Work to complete: How many lines in the records below contain the word "shown"? Reply with the number alone.

[Boundary annotation records]
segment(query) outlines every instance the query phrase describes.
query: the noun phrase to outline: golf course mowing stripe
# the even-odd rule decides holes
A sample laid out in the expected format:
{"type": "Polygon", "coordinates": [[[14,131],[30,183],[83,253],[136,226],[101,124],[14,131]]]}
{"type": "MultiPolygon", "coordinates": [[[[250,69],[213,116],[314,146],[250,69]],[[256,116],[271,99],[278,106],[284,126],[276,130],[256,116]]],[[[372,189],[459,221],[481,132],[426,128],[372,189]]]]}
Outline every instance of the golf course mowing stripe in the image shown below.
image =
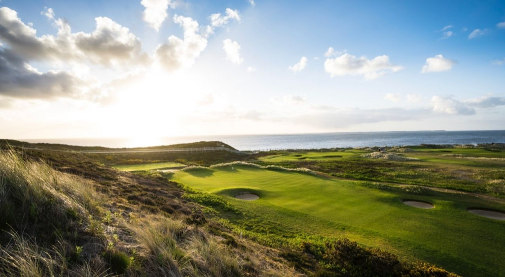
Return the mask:
{"type": "MultiPolygon", "coordinates": [[[[204,192],[229,187],[256,187],[263,196],[255,201],[242,201],[226,196],[230,203],[245,211],[261,215],[262,208],[275,210],[269,217],[280,223],[287,222],[286,211],[307,215],[315,219],[310,226],[301,218],[290,219],[295,229],[310,232],[334,234],[327,224],[333,222],[349,226],[347,235],[357,238],[376,236],[393,253],[409,258],[418,258],[438,264],[464,275],[497,275],[505,260],[505,223],[475,217],[467,212],[469,206],[485,206],[485,201],[468,196],[433,192],[425,196],[381,190],[357,185],[347,180],[317,178],[295,172],[268,170],[245,166],[230,169],[211,169],[207,177],[197,172],[176,173],[174,179],[204,192]],[[433,203],[425,210],[411,207],[402,199],[415,199],[433,203]],[[475,268],[485,268],[484,271],[475,268]]],[[[495,204],[503,210],[502,204],[495,204]]]]}

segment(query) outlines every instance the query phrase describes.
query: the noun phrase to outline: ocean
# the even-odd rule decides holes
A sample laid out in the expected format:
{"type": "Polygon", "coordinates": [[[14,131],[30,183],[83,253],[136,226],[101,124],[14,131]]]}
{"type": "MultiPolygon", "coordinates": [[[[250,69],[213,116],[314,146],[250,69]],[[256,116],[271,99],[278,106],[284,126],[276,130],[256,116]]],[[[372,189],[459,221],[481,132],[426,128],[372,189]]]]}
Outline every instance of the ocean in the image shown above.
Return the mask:
{"type": "Polygon", "coordinates": [[[505,130],[335,132],[296,134],[254,134],[128,138],[52,138],[22,140],[31,143],[64,144],[114,148],[143,147],[219,141],[242,151],[385,147],[421,144],[505,143],[505,130]]]}

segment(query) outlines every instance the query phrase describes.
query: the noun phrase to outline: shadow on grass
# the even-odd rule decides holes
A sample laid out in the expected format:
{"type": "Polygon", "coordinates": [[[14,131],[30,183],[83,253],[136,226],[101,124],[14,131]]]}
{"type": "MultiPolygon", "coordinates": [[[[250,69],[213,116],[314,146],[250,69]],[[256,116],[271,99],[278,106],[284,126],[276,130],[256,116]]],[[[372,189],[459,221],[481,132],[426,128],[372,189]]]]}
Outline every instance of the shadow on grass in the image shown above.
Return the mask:
{"type": "Polygon", "coordinates": [[[209,168],[198,168],[198,169],[186,170],[186,172],[199,178],[211,177],[214,174],[214,171],[209,168]]]}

Correct response: 3